*Requirement*: Turn everything in the records below, from the line containing "[indicate] weathered stone" down to the line containing "Query: weathered stone surface", into a numbered list with blank lines left out. Both of those end lines belong in the list.

*Records*:
%%
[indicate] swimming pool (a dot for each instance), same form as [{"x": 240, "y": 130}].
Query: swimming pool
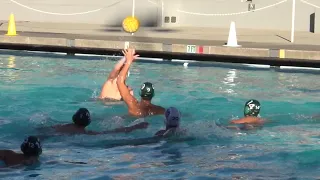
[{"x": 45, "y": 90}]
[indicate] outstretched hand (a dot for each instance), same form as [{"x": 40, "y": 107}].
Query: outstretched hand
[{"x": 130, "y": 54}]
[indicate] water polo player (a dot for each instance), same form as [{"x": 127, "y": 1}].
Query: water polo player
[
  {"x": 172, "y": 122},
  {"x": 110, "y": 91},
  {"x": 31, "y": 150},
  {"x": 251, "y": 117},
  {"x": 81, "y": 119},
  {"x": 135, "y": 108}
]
%%
%%
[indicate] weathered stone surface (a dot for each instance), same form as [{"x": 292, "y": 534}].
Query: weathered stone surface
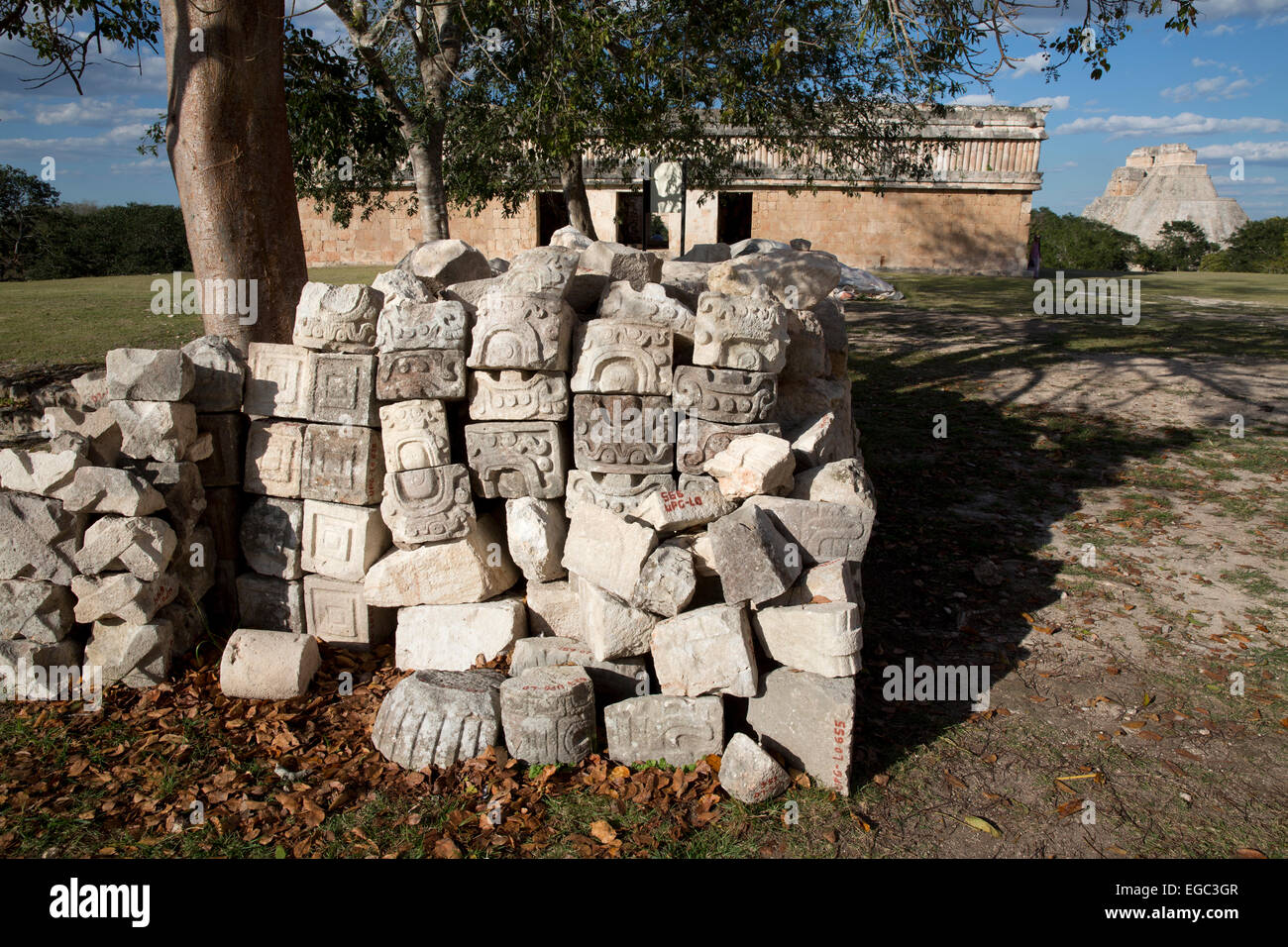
%%
%%
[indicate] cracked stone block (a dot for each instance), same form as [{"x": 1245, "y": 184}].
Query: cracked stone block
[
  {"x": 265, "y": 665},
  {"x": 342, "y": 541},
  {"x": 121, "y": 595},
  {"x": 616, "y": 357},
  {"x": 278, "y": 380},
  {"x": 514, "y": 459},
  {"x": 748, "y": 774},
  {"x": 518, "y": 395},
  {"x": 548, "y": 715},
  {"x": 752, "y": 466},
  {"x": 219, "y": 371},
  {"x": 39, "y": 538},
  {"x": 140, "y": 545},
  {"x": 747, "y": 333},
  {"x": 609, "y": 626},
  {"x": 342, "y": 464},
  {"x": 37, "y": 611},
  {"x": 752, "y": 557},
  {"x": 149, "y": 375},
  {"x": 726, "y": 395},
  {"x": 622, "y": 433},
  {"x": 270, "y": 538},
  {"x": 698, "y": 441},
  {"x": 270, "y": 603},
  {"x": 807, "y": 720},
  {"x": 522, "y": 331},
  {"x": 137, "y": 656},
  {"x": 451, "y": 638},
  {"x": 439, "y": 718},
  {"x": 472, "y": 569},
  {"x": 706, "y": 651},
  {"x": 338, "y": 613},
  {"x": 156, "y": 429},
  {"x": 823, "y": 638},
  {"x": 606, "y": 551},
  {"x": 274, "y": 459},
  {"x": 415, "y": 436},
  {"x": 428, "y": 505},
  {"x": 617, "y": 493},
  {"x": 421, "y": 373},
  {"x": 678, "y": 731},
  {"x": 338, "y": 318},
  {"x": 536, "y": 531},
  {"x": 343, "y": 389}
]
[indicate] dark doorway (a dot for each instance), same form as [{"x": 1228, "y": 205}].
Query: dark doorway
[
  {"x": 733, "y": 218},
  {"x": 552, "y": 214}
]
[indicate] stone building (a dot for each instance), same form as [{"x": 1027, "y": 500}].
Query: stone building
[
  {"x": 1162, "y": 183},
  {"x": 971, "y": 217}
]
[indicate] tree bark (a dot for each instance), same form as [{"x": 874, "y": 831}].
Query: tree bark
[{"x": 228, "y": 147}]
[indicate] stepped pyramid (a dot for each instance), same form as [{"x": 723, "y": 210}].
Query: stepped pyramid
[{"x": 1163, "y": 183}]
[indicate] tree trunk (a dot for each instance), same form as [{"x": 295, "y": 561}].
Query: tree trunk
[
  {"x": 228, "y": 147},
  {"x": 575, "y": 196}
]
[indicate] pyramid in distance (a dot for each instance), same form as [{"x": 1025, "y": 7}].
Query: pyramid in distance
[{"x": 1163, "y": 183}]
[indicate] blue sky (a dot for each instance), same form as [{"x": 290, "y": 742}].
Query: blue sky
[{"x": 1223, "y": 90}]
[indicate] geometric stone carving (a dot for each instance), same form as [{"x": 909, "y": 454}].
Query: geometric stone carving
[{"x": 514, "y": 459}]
%%
*Answer in full*:
1. [indicate] weathered stone surface (a dot for each instance), same form as [{"x": 292, "y": 534}].
2. Query: weathered stone surface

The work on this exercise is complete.